Short task 1>
Answer these questions using the passage on postmodern politics and environmentalism.
(a) Which country does the passage name as perhaps still holding overwhelming state control?
(b) Which country's invasion does the passage say led to policy disaster?
(c) What kind of campaigns does the passage say some environmentalists used to scare people?

◆ ◆ ◆ ◆ ◆ ◆ ◆

But those systems worked because of the overwhelming control of the state, and virtually no one has that type of control anymore (except perhaps anachronistic North Korea, at hideous cost).
And yet how is it that so many Americans remain convinced that Saddam Hussein was working with Islamic radicals, when all the evidence indicates he wasn't? How is it that obviously false claims in presidential elections (“Obama is a Muslim”) are never effectively rejected? It's always been true that a good lie can get around the world before the truth can put its boots on. But now we're arguably in a new domain, demarcated by a brilliant insight of modern political operatives, inadequately summarized as the observation that “facts don't matter anymore."
Create enough separate cultural domains, and deepen the divides between them sufficiently - generally by using catastrophic imagery, multiple reinforcing narratives, and demonization of out-groups - and it's possible to solidify worldviews to the point where, in a sufficiently complex world, they are resistant to change by factual argument.
That's because there are always enough facts for at least some counterargument, and people are notoriously reluctant to change their worldviews absent overwhelming challenge. In other words, in the postmodern political world, information density plus manipulation equals creation of communities of belief; string together enough communities of belief and you create political domination (a.k.a. your “base”).
Of course, this only works so long as the dynamics of the underlying system play the game. In the U. S., an ideological agenda, combined with the sophisticated and pragmatic application of social psychology and cultural anthropology, buttressed by massive amounts of detailed data on political and cultural divides and strong pre-existing religious fundamentalist beliefs, enabled the Rovean Administration to create and maintain such communities. Invade Iraq, however, and the complex internal dynamics of Islam (poorly understood in the West), and complicated history of the Middle East, lead to policy disaster. The mistake the neocons and the Administration made was believing that, because they could manufacture different realities in a system they were intimately familiar with, they could manipulate all systems similarly.
This leads to a question relevant to the environmental/sustainability movements: have they allowed themselves to be segmented, characterized, and made a part of the postmodern political chessboard, moved by others for their own purposes?
At least to some extent, yes; does anyone doubt that there are communities of people who have been taught to equate environmentalism with an anti-technology, anti-capitalism, anti-business, redistributive agenda? Aren't environmental and sustainability issues generally associated with the Democratic Party? Oh, sure, many environmental groups work hard to avoid such pigeon-holing, and certainly until fairly recently environmental quality has been a bi-partisan priority - but in postmodern politics, those truths will always be inadequate to challenge manufactured myth, at least in core communities.
And activists have certainly behaved in ways that facilitate such categorization. It is unfortunately also true that, in an information dense environment where it's increasingly hard to get heard, it has been tempting for environmentalists and sustainability advocates to play a variant of the Big Lie game themselves. Some environmentalists have been quite happy, for example, to scare people with “frankenfood” campaigns which, although brilliant in marketing terms, are as bogus as anything dreamed up by Mr. Cheney (GMO environmental effects deserve investigation; equating GMOs with unsafe food is pure bait-and-switch).

◆ ◆ ◆ ◆ ◆ ◆ ◆

Short task 2> Extract the stretch of the records from their start through the line that contains "Every path is filled with fill-rule evenodd.", and copy it without any change.

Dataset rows

◆ ◆ ◆ ◆ ◆ ◆ ◆

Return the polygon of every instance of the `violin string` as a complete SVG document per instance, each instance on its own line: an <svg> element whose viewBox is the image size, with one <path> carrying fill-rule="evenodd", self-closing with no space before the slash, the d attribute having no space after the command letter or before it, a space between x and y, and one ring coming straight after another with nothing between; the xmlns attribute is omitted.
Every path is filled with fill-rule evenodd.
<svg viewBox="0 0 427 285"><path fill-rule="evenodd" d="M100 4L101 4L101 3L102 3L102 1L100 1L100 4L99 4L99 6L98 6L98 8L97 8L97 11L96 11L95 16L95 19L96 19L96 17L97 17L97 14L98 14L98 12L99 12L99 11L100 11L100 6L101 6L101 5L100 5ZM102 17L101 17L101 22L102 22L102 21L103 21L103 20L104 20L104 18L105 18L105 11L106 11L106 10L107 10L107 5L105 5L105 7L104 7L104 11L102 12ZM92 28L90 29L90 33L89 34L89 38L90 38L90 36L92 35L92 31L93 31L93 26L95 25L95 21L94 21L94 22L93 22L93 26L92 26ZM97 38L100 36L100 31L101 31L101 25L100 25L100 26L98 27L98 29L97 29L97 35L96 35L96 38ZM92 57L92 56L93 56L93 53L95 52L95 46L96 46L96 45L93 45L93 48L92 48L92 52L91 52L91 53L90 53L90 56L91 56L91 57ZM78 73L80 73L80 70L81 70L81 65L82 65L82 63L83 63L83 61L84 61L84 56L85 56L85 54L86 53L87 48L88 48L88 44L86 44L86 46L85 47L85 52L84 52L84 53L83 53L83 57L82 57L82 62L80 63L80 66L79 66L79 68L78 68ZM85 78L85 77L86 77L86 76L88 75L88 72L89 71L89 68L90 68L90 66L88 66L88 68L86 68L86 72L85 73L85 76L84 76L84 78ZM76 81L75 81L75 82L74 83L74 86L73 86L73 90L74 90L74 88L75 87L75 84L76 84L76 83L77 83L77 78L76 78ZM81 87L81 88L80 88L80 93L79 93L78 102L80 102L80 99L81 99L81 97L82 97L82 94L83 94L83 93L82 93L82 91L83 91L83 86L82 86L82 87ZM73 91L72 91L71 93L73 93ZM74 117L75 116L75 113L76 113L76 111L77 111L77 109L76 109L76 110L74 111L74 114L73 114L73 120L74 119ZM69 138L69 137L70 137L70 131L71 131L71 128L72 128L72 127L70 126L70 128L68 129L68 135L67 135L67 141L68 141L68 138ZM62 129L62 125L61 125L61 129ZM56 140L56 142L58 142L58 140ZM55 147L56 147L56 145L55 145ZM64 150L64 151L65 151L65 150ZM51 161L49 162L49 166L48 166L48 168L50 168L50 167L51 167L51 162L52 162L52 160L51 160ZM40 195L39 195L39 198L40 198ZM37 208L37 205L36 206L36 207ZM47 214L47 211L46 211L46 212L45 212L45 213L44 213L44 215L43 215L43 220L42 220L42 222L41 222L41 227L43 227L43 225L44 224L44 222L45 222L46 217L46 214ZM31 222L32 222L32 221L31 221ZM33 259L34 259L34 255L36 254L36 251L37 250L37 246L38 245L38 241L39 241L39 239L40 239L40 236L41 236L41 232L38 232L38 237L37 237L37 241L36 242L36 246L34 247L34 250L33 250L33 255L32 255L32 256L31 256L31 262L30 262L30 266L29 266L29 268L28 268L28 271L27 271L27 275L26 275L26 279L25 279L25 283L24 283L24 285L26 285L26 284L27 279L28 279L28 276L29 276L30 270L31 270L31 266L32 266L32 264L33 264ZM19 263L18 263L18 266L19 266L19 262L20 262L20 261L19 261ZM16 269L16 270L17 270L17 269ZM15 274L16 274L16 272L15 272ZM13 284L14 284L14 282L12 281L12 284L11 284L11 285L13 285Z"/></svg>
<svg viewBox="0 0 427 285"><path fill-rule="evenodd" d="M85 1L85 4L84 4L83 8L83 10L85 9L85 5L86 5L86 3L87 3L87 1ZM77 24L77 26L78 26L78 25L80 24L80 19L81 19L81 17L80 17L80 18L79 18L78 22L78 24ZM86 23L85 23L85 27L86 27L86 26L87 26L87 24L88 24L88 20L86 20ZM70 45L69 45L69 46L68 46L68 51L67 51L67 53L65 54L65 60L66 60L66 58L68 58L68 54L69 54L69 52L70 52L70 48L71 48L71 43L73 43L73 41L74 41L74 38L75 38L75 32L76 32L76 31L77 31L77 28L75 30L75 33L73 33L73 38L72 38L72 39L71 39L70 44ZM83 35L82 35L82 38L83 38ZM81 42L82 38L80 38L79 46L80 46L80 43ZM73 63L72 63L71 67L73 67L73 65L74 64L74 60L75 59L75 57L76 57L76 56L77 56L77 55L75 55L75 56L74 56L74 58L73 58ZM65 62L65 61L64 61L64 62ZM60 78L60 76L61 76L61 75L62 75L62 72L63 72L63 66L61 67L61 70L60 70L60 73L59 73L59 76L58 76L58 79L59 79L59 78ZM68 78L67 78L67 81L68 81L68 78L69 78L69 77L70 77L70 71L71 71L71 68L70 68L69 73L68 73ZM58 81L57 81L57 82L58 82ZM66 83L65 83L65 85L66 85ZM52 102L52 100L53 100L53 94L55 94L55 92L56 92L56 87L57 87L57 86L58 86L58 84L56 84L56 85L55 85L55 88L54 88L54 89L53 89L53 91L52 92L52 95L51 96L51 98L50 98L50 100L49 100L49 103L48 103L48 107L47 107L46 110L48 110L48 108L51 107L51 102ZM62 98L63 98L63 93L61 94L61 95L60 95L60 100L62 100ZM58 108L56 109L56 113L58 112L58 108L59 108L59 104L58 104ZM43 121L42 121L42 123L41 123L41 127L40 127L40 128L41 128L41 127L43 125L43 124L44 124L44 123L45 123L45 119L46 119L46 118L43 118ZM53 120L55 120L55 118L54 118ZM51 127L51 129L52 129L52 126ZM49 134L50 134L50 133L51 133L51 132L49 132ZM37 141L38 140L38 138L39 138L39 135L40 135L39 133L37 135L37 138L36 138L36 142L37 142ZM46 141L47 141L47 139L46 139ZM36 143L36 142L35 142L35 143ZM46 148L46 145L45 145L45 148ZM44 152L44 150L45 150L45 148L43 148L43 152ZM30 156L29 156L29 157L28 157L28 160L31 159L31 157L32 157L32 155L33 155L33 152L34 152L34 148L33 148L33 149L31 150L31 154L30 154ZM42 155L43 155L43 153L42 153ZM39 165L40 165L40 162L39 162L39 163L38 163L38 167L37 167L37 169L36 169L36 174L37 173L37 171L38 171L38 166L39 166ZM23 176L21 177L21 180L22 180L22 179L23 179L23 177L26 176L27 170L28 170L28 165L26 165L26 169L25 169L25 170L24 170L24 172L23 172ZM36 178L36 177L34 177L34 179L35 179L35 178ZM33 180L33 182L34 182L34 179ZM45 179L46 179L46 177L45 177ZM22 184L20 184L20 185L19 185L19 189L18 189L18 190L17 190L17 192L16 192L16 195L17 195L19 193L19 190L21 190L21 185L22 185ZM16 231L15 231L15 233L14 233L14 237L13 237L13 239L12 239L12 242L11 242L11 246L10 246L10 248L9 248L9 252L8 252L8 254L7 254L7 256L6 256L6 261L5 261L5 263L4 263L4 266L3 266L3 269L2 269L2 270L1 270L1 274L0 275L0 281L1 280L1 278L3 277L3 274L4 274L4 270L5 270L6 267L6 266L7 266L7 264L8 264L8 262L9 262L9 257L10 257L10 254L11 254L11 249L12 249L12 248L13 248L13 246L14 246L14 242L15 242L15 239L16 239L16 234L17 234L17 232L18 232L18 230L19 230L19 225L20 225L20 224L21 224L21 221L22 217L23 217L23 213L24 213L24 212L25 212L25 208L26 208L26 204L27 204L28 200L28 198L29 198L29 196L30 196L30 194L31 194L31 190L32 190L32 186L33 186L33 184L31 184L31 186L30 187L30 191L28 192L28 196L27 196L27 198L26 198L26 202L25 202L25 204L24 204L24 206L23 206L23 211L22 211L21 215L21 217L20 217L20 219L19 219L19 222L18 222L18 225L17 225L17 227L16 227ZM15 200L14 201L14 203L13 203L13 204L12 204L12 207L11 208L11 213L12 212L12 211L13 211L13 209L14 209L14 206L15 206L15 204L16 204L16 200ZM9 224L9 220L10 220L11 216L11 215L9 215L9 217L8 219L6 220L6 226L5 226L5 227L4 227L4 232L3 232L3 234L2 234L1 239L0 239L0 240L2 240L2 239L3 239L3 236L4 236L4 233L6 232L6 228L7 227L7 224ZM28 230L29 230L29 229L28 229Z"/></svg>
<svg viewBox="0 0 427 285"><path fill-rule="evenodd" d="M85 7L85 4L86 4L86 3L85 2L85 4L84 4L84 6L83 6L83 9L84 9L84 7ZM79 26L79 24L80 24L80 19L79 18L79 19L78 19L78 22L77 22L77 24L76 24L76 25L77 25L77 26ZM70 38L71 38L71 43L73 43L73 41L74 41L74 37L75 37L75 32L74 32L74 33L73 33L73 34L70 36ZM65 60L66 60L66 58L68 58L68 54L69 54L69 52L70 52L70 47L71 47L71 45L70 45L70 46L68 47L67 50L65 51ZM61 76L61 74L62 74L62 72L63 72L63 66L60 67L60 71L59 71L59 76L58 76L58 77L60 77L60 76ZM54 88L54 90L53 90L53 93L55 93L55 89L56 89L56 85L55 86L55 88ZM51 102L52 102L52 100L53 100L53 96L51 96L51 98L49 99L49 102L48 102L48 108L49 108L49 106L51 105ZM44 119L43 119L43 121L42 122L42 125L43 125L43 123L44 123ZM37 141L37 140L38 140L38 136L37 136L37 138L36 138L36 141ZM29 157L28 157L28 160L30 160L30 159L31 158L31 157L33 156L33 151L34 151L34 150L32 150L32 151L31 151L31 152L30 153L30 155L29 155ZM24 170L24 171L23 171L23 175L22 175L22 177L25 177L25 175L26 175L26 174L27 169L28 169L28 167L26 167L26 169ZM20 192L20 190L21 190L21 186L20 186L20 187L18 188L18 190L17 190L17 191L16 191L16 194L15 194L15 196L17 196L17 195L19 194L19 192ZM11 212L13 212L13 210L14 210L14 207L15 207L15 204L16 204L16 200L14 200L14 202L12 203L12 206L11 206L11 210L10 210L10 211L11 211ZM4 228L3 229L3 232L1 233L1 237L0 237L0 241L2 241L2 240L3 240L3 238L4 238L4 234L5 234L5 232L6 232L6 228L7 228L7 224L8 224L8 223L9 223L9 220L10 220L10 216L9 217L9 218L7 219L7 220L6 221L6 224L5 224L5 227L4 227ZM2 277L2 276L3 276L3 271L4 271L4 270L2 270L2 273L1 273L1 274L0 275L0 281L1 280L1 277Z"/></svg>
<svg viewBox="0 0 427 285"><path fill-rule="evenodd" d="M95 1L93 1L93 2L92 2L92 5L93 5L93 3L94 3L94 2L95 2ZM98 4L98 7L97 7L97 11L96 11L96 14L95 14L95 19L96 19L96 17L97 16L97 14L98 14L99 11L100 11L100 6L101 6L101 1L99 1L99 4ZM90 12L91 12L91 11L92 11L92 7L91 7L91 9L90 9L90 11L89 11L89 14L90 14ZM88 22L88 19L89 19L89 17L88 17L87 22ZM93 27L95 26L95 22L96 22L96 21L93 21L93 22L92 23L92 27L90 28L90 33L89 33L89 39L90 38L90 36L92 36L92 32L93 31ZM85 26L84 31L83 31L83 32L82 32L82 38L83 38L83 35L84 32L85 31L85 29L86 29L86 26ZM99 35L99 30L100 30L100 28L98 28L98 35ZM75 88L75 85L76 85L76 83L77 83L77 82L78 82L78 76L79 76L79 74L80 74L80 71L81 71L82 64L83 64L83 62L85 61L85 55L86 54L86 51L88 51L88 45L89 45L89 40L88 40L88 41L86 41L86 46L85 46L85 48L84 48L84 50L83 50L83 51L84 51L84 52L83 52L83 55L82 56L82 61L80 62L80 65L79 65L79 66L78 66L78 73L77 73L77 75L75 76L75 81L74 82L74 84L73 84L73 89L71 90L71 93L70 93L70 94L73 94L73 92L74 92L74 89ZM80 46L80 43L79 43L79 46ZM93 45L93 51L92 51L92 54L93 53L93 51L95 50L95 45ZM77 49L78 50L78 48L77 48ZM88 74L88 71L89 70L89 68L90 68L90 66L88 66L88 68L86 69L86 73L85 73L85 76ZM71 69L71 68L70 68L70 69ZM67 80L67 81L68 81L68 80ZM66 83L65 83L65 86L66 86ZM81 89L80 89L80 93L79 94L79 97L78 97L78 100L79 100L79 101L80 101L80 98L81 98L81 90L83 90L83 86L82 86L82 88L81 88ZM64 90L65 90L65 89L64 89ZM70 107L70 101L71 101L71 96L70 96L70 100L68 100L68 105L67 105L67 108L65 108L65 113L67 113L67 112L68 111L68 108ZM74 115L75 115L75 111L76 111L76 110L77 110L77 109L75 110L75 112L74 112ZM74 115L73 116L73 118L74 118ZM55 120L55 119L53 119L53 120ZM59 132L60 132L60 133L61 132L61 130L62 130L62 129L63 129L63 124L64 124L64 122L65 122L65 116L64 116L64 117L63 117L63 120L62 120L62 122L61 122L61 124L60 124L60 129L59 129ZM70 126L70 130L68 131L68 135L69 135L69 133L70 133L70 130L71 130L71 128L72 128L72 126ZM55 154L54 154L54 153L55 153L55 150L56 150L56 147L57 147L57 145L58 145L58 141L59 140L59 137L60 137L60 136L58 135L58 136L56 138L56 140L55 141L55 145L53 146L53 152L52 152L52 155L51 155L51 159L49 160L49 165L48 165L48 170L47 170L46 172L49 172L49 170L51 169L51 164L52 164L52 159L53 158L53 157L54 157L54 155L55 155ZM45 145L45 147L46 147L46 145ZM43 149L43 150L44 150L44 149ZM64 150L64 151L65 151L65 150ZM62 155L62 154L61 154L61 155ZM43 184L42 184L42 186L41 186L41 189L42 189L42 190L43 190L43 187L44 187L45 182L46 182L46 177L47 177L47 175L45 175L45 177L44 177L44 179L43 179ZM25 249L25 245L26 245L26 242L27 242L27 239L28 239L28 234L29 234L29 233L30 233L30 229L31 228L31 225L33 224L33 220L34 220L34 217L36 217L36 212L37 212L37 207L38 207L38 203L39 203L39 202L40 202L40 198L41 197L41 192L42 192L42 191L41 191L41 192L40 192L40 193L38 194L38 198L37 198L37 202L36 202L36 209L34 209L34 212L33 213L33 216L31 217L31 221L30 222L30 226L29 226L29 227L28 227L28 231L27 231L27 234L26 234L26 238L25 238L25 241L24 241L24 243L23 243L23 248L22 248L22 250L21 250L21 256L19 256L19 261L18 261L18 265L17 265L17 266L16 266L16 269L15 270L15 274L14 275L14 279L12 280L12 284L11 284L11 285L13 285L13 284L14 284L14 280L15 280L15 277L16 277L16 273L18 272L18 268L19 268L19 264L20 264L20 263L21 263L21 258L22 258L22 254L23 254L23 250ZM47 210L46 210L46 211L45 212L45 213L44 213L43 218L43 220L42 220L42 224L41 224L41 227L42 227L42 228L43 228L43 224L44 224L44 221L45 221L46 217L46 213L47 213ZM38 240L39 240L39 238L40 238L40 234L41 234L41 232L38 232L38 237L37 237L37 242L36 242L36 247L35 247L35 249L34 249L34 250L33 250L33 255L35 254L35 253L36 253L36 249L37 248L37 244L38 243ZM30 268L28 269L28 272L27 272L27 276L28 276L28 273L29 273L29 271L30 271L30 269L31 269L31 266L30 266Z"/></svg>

◆ ◆ ◆ ◆ ◆ ◆ ◆

Output 1>
(a) North Korea
(b) Iraq
(c) "Frankenfood" campaigns

Output 2>
Return the polygon of every instance of the `violin string` as a complete SVG document per instance, each instance on its own line: an <svg> element whose viewBox is the image size, with one <path> carrying fill-rule="evenodd", self-closing with no space before the slash, the d attribute having no space after the command letter or before it, a space between x and y, and one ring coming straight after another with nothing between; the xmlns attribute is omitted.
Every path is filled with fill-rule evenodd.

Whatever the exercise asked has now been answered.